- [Description of the task] The required result is a line count: how many lines in this data hold the word "radish". Give only that.
Materials provided Start Marker
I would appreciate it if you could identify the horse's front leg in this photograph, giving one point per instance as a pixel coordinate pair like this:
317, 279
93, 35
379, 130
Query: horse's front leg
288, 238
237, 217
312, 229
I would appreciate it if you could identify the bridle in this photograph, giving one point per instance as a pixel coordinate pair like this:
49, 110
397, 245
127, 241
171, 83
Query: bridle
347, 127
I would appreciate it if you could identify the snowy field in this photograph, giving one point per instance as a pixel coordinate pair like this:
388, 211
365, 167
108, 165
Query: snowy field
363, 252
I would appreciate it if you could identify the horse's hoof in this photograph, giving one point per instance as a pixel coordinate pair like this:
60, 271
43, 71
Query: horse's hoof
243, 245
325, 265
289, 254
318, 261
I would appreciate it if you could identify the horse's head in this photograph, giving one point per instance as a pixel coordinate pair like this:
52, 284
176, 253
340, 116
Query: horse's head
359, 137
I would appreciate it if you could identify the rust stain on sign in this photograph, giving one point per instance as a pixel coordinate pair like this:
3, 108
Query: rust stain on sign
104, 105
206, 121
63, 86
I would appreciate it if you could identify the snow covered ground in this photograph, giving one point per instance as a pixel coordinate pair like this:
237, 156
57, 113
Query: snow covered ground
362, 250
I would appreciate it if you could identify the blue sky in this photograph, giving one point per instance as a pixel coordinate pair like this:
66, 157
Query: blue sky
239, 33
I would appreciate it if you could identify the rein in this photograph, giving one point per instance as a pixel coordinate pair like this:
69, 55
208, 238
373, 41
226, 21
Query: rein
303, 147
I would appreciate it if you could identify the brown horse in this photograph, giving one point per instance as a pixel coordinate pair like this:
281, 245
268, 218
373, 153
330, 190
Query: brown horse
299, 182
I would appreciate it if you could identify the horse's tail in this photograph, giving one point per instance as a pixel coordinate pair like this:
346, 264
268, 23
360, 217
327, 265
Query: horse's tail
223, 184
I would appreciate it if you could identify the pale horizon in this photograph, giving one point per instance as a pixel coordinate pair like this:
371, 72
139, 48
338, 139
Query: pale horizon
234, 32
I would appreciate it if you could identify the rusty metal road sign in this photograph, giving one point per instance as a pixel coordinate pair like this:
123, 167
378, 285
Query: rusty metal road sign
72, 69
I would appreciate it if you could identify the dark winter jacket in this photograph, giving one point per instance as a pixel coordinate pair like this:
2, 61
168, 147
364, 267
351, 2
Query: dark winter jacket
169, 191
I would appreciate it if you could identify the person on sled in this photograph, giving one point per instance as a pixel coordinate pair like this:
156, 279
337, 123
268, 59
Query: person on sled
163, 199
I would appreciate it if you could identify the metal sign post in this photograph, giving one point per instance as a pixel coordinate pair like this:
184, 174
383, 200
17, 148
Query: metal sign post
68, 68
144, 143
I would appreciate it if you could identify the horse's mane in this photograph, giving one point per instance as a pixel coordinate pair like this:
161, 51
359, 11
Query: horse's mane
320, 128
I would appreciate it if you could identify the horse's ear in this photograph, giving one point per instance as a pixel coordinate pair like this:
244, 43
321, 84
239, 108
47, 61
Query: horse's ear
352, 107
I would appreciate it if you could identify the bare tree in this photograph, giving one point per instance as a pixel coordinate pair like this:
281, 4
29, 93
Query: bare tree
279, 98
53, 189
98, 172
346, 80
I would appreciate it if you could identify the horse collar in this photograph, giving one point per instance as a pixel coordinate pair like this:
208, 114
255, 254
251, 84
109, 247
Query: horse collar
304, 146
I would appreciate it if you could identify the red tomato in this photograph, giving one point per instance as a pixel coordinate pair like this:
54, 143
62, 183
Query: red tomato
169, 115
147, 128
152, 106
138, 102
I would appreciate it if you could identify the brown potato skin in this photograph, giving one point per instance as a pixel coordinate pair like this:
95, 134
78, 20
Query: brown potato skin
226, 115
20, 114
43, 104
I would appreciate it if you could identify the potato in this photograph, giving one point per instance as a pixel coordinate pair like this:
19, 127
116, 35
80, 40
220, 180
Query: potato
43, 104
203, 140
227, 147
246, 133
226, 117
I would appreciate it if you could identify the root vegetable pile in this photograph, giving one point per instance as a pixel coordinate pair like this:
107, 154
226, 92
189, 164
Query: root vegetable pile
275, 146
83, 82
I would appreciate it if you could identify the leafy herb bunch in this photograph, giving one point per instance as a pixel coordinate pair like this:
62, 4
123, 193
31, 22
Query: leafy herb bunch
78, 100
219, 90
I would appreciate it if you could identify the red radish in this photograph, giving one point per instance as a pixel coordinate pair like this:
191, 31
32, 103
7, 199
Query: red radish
Materials provided End Marker
- [Written reply] 2